═════ Testo proposto

“Odio razziale”, Procura di Roma sequestra la sede di Casapound

Militanti di Casapound a Via Napoleone III.
Militanti di Casapound a Via Napoleone III. ANSA/MASSIMO PERCOSSI

ROMA. – Un quartier generale, una base logistica che rientra, in tutto e per tutto, nell’attività di “una associazione a delinquere finalizzata all’odio razziale”. E’ questo l’impianto dell’indagine della Procura di Roma che ha portato il gip ad emettere una ordinanza di sequestro preventivo del palazzo che dal dicembre 2003 “ospita” i vertici e alcuni militanti del movimento di estrema destra Casapound.

Una struttura di 6 piani al civico numero 8 di via Napoleone III, nel cuore del quartiere Esquilino a Roma, che dalla prossima settimana passa nella disponibilità del tribunale capitolino rendendo la struttura “sgomberabile” anche se la parola finale spetterà al Comitato provinciale per l’ordine e la sicurezza che dovrà coordinarsi con la Procura.

I magistrati di piazzale Clodio da mesi indagano su Casapound e sulla gestione dell’immobile che nel 2007 fu inserito dall’allora giunta capitolina nella lista delle strutture con persone in emergenza abitativa. Associazione a delinquere e occupazione abusiva di immobile, i reati contestati dal pm Eugenio Albamonte nei confronti di 16 persone, tra cui i leader di Casapound Gianluca Iannone, Andrea Antonini e Simone Di Stefano.

══════════
═════ Dati da esaminare

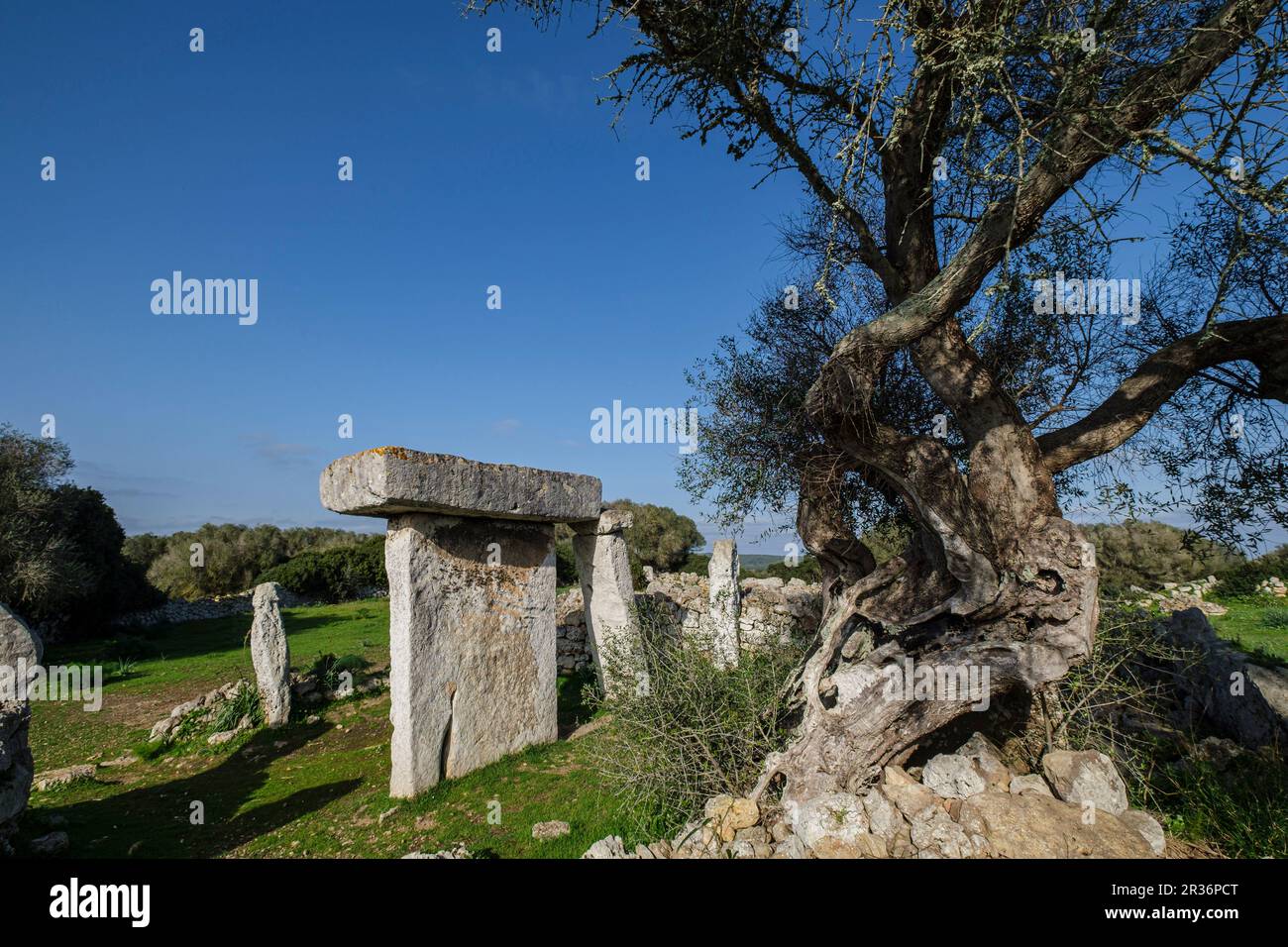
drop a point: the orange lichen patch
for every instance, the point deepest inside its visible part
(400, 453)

══════════
═════ Dati da esaminare

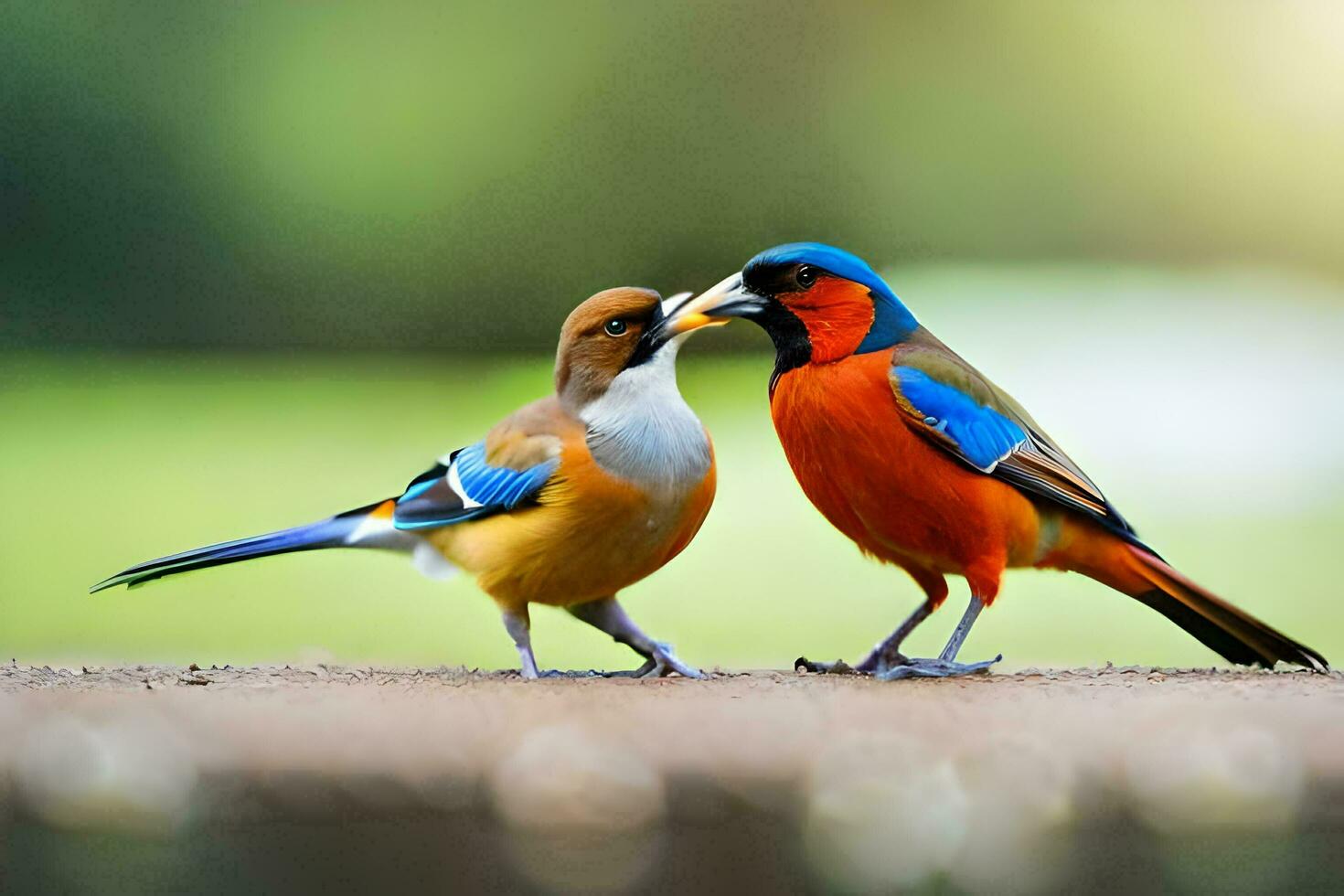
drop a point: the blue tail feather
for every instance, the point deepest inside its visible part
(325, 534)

══════════

» **Attività da svolgere**
**a)** Per favore, duplica senza modifiche un brano dell'articolo su Casapound: parti dalle parole "Militanti di Casapound a Via Napoleone III. ANSA/MASSIMO" e fermati dopo "estrema destra Casapound.".
**b)** Trasforma in un elenco puntato il paragrafo dell'articolo su Casapound che inizia con "I magistrati di piazzale Clodio", conservandone i fatti principali.
**c)** Quali leader di Casapound nomina l'articolo su Casapound? Elencali tutti.
Le righe riportate non hanno alcun legame con l'articolo su Casapound.

» **Risposte agli esercizi**
**a)**
Militanti di Casapound a Via Napoleone III. ANSA/MASSIMO PERCOSSI

ROMA. – Un quartier generale, una base logistica che rientra, in tutto e per tutto, nell’attività di “una associazione a delinquere finalizzata all’odio razziale”. E’ questo l’impianto dell’indagine della Procura di Roma che ha portato il gip ad emettere una ordinanza di sequestro preventivo del palazzo che dal dicembre 2003 “ospita” i vertici e alcuni militanti del movimento di estrema destra Casapound.

**b)**
- I magistrati di piazzale Clodio indagano da mesi su Casapound e sulla gestione dell'immobile.
- Nel 2007 la giunta capitolina di allora inserì l'immobile nella lista delle strutture con persone in emergenza abitativa.
- Il pm Eugenio Albamonte contesta a 16 persone i reati di associazione a delinquere e occupazione abusiva di immobile.
- Tra gli indagati figurano i leader di Casapound Gianluca Iannone, Andrea Antonini e Simone Di Stefano.

**c)**
- Gianluca Iannone
- Andrea Antonini
- Simone Di Stefano